Par
pierre CHASTANIER
Chacun
salue aujourd'hui y compris dans les milieux les plus religieux la loi de
séparation des Églises et de l’État votée le 9 décembre 1905 à l’initiative
d’Aristide Briand. Remplaçant le régime du concordat de 1801 (sauf en
Alsace-Moselle où l’on oublie souvent de dire que c’est en réponse à une
exigence des Alsaciens eux-mêmes, qui faisaient, en 1919, du maintien de ce
régime concordataire une des conditions de leur retour à la France), elle allait
mettre fin à trente années d’opposition farouche, depuis la proclamation de la
Troisième République, entre les milieux catholiques désirant restaurer la
monarchie et les républicains anticléricaux, de Jules Ferry au Petit Père Combes
(ancien séminariste comme chacun sait) ! Inventant la
laïcité à la française, substantif mis au goût du jour par Ferdinand Buisson,
président de l’Association Nationale des Libres Penseurs, elle proclama la
liberté de conscience et garantit le libre exercice des cultes.
Régulièrement
toilettée, elle évolua en réponse aux questions religieuses et sociétales qui se
posèrent et qui se posent encore à la société française (enseignement religieux
dans les écoles publiques, port de signes religieux ostensibles à l'école,
contrôle du financement des cultes (en particulier du culte musulman),
formation des prêtres, pasteurs ou imams, etc.
Mais,
aujourd’hui, le problème le plus préoccupant auquel nous sommes confrontés est
lié à la progression rapide dans nos cités des populations musulmanes issues de
l’immigration. Chacun fera ici la différence entre l’Islam, religion monothéiste
ayant droit de Cité au même titre que le Christianisme ou le Judaïsme, ou que
tout autre religion ou philosophie non sectaire et les dérives salafistes djihadistes qui sont le
terreau du terrorisme international de fondamentalistes musulmans arabes ou
convertis, soutenus financièrement par des wahhabites apprentis sorciers
d’Arabie Saoudite ou du Golfe persique.
Certes,
la situation de plus en plus difficile qui prévaut dans les banlieues est en
grande partie due à l’incapacité qui fût la nôtre d’offrir aux populations
immigrées attirées après-guerre pendant les trente glorieuses, une assimilation
digne de la France et de ses traditions humanistes et universalistes mais il
n’est plus temps aujourd'hui de se lamenter sur les erreurs du passé, il faut
réagir tous ensemble, hommes de foi, que ce soit la foi en Dieu ou la foi en
l’Humanité, avec intelligence et imagination, pour qu'à côté de cette loi
de séparation, si utile fût-elle, soit imaginée une loi d’association permettant
de bâtir un nouvel art du « vivre ensemble » .

# VOTRE CONSIGNE
Reproduisez le passage du texte sur la loi de séparation de 1905 en commençant par « Régulièrement » et en poursuivant jusqu'à « ou imams, etc. ».

# ITEMS FOURNIS
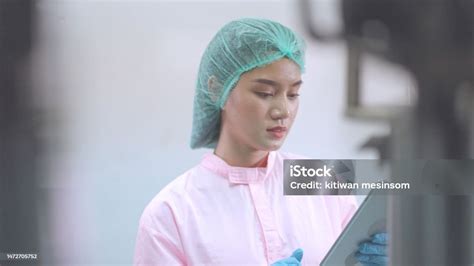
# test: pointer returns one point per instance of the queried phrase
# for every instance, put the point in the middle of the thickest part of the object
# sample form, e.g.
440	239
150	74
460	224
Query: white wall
119	77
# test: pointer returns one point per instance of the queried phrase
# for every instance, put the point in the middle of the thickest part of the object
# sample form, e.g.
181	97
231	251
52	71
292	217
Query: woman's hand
293	260
373	251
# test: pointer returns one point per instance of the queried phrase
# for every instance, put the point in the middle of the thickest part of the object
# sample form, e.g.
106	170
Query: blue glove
293	260
373	251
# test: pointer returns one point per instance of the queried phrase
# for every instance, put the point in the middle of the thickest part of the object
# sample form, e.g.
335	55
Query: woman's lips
277	132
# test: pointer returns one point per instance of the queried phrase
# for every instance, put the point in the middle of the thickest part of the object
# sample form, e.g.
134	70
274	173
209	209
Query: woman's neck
239	156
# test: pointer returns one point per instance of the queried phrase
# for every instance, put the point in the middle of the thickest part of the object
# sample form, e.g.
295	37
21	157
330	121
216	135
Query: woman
230	209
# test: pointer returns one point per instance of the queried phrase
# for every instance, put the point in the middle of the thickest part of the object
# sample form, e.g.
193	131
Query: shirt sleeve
158	241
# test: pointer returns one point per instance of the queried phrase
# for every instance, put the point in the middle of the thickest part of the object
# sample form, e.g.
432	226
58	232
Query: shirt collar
238	175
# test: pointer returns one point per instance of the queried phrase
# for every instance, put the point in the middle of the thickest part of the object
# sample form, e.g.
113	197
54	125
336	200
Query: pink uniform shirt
216	214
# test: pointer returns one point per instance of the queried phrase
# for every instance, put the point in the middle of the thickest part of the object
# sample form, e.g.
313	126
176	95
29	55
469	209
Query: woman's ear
214	88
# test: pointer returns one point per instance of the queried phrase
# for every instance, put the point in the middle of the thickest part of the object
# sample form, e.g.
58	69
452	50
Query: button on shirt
216	214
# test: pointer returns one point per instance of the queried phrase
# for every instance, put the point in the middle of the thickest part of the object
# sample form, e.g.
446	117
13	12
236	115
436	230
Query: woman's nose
280	110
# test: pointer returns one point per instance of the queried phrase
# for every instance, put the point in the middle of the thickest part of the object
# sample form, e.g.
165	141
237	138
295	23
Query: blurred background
112	83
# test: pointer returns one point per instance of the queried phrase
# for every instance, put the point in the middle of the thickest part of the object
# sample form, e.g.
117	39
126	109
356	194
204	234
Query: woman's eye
264	94
293	95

# RÉSULTAT
Régulièrement
toilettée, elle évolua en réponse aux questions religieuses et sociétales qui se
posèrent et qui se posent encore à la société française (enseignement religieux
dans les écoles publiques, port de signes religieux ostensibles à l'école,
contrôle du financement des cultes (en particulier du culte musulman),
formation des prêtres, pasteurs ou imams, etc.